Thomas Piketty is no Marxist, he’s a Jacobin!
Yvan Allaire | Financial PostPiketty totally misses the real driver of this huge increase in compensation of U.S. executives: stock options.
Thomas Piketty is a French economist and the omnipresent author of Capital in the 21st Century. Since the publication of the English version of his book, Piketty has become the coqueluche of the American left.
Although branded as a neo-Marxist by right-wing pundits, Piketty is actually a Jacobin, an heir of the French Revolution to which he refers in several instances and always favourably. Led by Robespierre, the Jacobins in the Reign of Terror passed radical legislation, hunting down and executing their opponents.
The gist of Piketty’s book, though, consists of a description of the pattern of income and wealth inequality over many decades and across several countries.
The Financial Times ignited a virulent controversy when it questioned some of his statistics. There were bound to be some inaccuracies and debatable “corrections” in such a massive undertaking. Though the issue will certainly do some damage, the “errors” are minor and do not change the overall picture the book describes.
However, Piketty’s policy prescriptions to solve the problem of inequality have become the controversial and questionable part of his book. Even people who share a discomfort with the present level of income and wealth inequality should recoil at his proposed remedies: 80% marginal tax on income and a global tax on wealth.
It should be noted that Piketty himself has now soft-pedaled on the book’s radical prescriptions, claiming they were merely put forth to stimulate discussion and debate.
But the book suffers from its broad-brush depiction of complex phenomena, and as a result is often superficial and misses out on important insights. In other words, Piketty bites off more than he can chew.
Take his “analysis” of the vastly increased inequality of income and wealth in “Anglo-Saxon” countries (U.S., U.K., Canada, and Australia) as compared to European countries. Piketty attributes a large part of the blame to the huge increases in “salary” paid to executives of listed companies.
This phenomenon, claims Piketty, flows from the fact that executives essentially set their own “salary.” Therefore, given the change in “social norms and acceptability” since Reagan and Thatcher, U.S. and U.K executives can pay themselves stupendous amounts without any social push-back.
In fact, the salary and bonus of U.S. executives in constant dollars do not increase much from the 1950s to the 2000s.
Piketty totally misses the real driver of this huge increase in compensation of U.S. executives and its contribution to wealth inequality: stock options and share-related compensation. In fact the term “stock options” does not even appear in the index of the book.

* Records provided:

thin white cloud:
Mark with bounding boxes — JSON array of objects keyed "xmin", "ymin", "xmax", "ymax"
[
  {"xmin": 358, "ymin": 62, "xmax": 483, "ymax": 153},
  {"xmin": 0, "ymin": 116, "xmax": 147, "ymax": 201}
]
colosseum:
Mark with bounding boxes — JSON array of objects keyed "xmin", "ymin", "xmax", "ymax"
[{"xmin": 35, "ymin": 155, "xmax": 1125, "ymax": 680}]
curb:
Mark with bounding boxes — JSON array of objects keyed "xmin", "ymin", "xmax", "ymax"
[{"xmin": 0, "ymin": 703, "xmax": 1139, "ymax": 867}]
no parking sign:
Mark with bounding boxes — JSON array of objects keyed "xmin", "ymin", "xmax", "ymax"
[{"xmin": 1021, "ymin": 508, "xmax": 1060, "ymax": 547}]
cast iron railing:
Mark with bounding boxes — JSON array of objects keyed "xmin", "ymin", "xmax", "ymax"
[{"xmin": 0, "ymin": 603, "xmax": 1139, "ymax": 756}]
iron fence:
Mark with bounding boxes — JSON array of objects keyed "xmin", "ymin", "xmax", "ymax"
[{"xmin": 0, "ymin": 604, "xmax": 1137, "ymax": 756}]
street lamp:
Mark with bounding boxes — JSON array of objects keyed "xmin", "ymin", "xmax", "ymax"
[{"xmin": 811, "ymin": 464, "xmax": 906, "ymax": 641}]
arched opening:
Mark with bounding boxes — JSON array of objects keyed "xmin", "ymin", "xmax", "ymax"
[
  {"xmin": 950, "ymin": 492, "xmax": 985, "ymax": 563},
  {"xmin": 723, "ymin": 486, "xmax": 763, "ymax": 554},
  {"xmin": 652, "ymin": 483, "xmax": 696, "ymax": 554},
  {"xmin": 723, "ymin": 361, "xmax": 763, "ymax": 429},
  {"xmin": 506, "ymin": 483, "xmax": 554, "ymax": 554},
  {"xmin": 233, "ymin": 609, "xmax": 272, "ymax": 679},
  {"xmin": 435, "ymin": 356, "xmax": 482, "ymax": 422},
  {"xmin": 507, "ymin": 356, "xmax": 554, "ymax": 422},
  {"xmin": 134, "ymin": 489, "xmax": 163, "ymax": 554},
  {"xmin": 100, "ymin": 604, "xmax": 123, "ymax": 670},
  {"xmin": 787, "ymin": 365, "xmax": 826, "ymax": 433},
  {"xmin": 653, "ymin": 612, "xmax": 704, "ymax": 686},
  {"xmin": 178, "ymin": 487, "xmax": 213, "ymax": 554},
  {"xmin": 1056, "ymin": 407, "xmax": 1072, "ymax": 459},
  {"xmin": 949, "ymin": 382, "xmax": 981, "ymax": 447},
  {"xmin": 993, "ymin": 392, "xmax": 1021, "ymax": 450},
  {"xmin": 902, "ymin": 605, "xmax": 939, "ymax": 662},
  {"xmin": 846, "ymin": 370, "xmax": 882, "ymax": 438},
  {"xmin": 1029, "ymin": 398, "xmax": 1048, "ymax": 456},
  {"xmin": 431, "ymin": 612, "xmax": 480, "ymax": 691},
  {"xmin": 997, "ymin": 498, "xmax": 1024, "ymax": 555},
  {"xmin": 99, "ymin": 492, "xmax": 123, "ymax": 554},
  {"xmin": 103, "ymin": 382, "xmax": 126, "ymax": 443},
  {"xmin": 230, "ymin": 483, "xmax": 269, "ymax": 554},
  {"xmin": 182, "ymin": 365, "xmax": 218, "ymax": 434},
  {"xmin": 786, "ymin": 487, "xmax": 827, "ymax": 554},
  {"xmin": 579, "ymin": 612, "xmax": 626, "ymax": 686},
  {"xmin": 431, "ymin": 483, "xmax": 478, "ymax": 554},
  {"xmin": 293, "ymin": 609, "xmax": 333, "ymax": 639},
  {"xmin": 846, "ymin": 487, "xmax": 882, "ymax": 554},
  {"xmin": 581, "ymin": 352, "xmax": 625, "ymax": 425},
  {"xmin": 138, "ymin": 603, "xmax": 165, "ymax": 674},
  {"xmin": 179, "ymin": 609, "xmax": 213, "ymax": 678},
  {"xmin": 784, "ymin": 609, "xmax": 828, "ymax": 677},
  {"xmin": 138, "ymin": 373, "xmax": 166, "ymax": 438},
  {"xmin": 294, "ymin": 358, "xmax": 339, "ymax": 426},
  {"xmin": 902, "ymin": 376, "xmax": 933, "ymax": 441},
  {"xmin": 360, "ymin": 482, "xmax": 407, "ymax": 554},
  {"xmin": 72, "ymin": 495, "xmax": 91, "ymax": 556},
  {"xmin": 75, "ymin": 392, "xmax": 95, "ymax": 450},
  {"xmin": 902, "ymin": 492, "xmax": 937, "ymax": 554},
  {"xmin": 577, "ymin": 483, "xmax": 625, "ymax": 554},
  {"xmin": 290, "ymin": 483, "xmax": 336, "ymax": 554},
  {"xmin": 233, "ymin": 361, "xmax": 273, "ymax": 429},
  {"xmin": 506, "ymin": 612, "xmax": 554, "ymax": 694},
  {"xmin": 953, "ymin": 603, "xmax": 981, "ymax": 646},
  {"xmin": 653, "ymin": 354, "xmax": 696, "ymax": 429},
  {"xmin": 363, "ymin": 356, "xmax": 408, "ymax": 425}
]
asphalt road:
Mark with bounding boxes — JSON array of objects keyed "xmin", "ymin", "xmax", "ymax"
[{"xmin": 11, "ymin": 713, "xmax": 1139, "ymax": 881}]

* Tasks:
- A) In the commentary on Piketty, which countries does the text group together as "Anglo-Saxon"?
- B) Answer these questions using the commentary on Piketty:
(i) Which newspaper questioned some of Piketty's statistics?
(ii) What two remedies for inequality does Piketty propose?
(iii) Who led the Jacobins?
Use only the text to work out your answers.

* Numbered answers:
- A) U.S., U.K., Canada, Australia

- B)
(i) The Financial Times
(ii) An 80% marginal tax on income and a global tax on wealth
(iii) Robespierre